Ten minutes with Nathan McNeil, cofounder and chief strategy officer for Bomgar, a provider of remote IT support

What is the consumerization of IT?

If you backtrack in the IT industry, technology used to get started as government or Department of Defense applications, then over time it would migrate to business applications, then later would migrate to consumer applications. That’s how the Internet started – as a pure military network. In the last 10 years, what we’ve seen is a technology reversal. Things start as consumer technology that over time migrate into the enterprise, and last of all to the government. It’s a strange world to live in, given where we’ve come from. Enterprises have much less say and power than they used to, because if the end user is picking their own technologies, and pulling them into the enterprise, it’s more difficult for the enterprise. They used to say only use this device, etc. Now consumers are driving the technology change.

Are enterprises allowing BYOD [bring your own device]? Is that required to be successful?

It depends on the type of the organization. There has to be a balance struck between allowing flexibility for users to choose technologies that will make them the most effective and standardizing where necessary. If you’re completely nonstandardized, it can become a madhouse. However, if you only allow one OS and one smartphone, it’s likely to get overridden. You need to be able to collaborate across devices and access all systems of record. In the end, devices become just client to that network.

What is reasonable for workers to expect in terms of service levels and allowed devices?

For a majority of companies, users should expect some standards to be implemented – a user should not expect complete choice and control. From a service level standpoint, users should expect the services levels to be higher, the more standard their devices and applications are. If they choose to buck corporate standards, they should expect that the corporate service desk will probably not support them on some levels. You can reverse that – the service desk needs to anticipate that they’ll need to bring service levels across a wide variety of devices.

How can companies meet users expectations without sacrificing security, quality and speed?

» Provided data

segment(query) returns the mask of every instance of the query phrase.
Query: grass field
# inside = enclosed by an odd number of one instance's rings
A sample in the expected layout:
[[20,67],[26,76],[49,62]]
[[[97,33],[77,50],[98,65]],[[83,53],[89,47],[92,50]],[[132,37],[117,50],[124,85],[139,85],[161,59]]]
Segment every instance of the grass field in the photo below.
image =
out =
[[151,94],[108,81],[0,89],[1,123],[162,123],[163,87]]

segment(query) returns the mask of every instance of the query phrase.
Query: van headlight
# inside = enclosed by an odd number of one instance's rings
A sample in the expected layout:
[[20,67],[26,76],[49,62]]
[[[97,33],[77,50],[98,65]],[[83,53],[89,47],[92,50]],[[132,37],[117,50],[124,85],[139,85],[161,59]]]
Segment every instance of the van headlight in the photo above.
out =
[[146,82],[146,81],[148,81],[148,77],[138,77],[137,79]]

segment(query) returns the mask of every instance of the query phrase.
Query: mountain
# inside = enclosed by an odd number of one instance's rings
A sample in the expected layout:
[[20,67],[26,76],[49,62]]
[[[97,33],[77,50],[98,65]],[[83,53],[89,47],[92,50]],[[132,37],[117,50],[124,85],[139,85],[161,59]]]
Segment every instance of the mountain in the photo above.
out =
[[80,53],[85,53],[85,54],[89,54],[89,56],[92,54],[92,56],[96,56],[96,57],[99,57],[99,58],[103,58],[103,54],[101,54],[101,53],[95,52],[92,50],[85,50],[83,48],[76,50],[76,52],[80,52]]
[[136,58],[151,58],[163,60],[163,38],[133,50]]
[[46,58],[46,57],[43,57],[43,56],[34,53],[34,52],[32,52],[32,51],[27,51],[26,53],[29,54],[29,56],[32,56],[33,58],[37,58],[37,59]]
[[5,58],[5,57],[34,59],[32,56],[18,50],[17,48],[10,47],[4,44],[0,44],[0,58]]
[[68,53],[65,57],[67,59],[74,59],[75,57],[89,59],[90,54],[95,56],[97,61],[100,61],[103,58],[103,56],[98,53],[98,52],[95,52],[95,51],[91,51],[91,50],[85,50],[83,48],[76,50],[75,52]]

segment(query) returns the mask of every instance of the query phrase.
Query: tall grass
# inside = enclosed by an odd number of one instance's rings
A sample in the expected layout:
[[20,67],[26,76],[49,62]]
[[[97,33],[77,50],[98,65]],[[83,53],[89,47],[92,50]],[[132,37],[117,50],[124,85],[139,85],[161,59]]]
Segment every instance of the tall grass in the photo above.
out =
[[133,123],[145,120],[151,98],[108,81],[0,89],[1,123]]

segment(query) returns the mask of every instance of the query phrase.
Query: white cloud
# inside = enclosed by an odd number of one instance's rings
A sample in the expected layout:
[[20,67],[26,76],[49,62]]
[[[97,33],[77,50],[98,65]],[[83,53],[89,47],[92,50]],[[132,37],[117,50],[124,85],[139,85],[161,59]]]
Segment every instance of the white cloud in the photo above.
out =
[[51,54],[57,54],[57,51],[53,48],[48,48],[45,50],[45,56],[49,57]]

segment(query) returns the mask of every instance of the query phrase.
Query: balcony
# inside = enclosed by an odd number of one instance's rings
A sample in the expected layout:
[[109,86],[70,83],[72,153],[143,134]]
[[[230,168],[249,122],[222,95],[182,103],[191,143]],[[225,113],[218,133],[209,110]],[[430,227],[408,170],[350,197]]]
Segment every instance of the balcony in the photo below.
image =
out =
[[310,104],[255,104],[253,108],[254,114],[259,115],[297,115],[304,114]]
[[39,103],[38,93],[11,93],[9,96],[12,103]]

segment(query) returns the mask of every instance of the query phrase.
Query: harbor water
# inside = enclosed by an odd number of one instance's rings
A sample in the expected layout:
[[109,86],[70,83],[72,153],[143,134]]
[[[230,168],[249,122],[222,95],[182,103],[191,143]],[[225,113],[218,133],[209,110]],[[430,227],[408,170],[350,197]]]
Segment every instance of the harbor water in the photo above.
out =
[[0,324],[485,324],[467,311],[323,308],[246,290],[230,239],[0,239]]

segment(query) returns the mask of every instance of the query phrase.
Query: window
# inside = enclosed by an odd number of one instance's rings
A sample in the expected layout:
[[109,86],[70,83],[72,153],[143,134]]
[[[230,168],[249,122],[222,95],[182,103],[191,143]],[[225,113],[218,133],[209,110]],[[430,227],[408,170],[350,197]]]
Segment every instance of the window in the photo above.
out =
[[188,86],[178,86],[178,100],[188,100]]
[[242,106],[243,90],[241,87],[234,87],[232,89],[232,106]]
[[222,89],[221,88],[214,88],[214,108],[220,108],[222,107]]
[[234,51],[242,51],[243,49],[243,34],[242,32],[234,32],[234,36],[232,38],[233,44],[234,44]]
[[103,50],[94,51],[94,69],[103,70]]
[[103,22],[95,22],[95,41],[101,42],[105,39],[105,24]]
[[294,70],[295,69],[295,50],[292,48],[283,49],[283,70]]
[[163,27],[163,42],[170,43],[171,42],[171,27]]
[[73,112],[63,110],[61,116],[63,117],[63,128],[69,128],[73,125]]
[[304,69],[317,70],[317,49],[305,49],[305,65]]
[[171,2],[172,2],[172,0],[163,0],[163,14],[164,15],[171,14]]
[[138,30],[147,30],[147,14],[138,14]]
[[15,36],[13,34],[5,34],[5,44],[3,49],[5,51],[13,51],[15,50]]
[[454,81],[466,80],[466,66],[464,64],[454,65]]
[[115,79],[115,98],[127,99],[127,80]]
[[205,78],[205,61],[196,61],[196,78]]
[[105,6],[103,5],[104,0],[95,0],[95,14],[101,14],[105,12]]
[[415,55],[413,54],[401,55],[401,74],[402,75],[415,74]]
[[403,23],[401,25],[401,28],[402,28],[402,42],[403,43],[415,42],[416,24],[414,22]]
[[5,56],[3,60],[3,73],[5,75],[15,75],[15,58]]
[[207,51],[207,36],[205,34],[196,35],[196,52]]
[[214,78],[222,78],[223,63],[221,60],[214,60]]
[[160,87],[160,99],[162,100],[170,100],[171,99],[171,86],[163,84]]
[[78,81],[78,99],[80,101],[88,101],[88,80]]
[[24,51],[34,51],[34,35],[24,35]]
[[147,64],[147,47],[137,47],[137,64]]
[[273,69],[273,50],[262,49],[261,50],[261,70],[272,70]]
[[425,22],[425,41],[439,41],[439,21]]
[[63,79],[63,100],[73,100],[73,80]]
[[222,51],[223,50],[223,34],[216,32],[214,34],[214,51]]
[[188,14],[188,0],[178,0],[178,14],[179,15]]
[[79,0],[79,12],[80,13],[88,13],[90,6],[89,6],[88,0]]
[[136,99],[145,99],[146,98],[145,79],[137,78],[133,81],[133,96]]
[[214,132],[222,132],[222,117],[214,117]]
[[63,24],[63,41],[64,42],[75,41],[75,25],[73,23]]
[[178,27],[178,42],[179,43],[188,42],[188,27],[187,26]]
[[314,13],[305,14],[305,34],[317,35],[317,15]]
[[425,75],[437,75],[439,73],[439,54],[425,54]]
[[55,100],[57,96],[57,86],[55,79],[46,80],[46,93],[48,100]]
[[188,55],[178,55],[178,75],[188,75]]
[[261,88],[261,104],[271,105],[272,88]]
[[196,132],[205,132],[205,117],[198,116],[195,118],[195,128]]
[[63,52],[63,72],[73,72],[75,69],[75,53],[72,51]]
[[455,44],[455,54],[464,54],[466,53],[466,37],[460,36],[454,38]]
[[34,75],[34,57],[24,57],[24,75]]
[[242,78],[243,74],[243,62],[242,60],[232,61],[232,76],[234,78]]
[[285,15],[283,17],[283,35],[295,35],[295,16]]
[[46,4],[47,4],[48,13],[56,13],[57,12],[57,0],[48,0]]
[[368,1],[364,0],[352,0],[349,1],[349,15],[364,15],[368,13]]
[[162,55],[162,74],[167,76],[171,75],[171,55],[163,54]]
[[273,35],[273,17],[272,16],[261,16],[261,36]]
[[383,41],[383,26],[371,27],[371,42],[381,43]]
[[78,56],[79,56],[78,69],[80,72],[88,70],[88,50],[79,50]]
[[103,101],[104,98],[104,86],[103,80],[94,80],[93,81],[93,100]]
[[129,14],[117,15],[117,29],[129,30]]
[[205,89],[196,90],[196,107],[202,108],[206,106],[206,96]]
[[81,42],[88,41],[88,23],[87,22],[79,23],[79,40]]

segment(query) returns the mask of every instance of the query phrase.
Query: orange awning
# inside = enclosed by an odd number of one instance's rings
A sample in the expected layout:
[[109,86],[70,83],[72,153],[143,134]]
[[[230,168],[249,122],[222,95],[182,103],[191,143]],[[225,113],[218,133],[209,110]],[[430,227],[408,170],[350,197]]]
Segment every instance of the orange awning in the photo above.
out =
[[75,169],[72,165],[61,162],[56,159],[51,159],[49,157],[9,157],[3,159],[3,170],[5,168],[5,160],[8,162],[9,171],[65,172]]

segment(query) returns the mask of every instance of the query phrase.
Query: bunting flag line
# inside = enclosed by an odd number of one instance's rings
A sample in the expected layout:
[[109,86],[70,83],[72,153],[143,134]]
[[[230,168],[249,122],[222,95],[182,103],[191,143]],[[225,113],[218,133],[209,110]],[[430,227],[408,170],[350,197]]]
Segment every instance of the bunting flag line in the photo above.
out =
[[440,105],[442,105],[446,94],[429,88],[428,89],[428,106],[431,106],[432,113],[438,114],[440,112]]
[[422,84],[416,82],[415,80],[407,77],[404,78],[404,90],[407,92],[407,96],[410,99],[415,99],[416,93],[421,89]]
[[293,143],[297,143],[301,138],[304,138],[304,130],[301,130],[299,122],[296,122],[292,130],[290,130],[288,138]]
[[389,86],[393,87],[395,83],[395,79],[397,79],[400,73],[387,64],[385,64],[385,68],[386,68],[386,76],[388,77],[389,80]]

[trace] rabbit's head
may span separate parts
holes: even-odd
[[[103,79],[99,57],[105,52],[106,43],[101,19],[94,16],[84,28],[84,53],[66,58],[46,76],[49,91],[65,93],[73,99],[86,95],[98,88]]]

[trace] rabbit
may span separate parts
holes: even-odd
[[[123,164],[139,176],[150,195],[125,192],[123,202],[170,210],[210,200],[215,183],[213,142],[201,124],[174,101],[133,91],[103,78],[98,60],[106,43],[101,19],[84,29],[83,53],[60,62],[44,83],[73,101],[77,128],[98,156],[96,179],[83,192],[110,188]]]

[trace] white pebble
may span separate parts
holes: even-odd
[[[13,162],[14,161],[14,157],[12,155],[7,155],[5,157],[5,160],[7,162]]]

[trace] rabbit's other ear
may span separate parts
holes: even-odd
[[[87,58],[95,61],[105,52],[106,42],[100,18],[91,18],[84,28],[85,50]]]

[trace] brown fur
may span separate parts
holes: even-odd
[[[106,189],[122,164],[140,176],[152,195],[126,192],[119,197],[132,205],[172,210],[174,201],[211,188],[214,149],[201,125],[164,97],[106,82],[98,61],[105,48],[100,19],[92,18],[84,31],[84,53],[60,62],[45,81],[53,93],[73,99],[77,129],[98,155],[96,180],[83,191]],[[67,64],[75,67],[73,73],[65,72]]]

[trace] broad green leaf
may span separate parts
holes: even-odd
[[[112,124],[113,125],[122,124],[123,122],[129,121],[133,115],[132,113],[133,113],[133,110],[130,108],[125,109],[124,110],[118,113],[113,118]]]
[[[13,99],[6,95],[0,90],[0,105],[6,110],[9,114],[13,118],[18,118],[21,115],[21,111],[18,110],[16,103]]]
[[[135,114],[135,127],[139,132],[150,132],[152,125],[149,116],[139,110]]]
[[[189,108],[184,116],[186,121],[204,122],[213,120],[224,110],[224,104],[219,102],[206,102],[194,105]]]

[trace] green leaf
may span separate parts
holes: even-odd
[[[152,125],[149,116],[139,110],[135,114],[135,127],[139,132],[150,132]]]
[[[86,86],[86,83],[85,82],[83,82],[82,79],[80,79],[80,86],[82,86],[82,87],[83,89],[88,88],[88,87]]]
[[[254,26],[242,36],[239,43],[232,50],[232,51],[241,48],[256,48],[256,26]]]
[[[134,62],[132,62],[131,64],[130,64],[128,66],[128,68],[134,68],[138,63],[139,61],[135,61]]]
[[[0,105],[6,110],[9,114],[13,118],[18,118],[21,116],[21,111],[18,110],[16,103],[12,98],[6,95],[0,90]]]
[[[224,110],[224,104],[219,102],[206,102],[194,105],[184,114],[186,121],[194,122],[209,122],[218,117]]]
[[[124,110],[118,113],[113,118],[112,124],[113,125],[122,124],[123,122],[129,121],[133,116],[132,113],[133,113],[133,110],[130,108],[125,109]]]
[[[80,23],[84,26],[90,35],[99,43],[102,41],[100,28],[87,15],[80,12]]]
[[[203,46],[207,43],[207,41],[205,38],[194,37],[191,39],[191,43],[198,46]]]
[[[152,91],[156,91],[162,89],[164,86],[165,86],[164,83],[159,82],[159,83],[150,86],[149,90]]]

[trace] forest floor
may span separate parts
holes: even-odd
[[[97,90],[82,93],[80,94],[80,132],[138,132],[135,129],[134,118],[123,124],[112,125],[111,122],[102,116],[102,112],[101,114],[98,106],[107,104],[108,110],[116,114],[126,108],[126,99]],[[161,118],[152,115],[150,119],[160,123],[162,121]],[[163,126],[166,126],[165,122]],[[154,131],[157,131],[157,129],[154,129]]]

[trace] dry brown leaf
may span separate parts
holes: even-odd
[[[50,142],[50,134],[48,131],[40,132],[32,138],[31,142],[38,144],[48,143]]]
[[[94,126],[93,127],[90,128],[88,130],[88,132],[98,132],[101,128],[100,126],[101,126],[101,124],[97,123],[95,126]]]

» Brief
Could you pull from the Nathan McNeil interview the passage starting at "What is reasonable" and ending at "variety of devices.", copied word for word?

» Answer below
What is reasonable for workers to expect in terms of service levels and allowed devices?

For a majority of companies, users should expect some standards to be implemented – a user should not expect complete choice and control. From a service level standpoint, users should expect the services levels to be higher, the more standard their devices and applications are. If they choose to buck corporate standards, they should expect that the corporate service desk will probably not support them on some levels. You can reverse that – the service desk needs to anticipate that they’ll need to bring service levels across a wide variety of devices.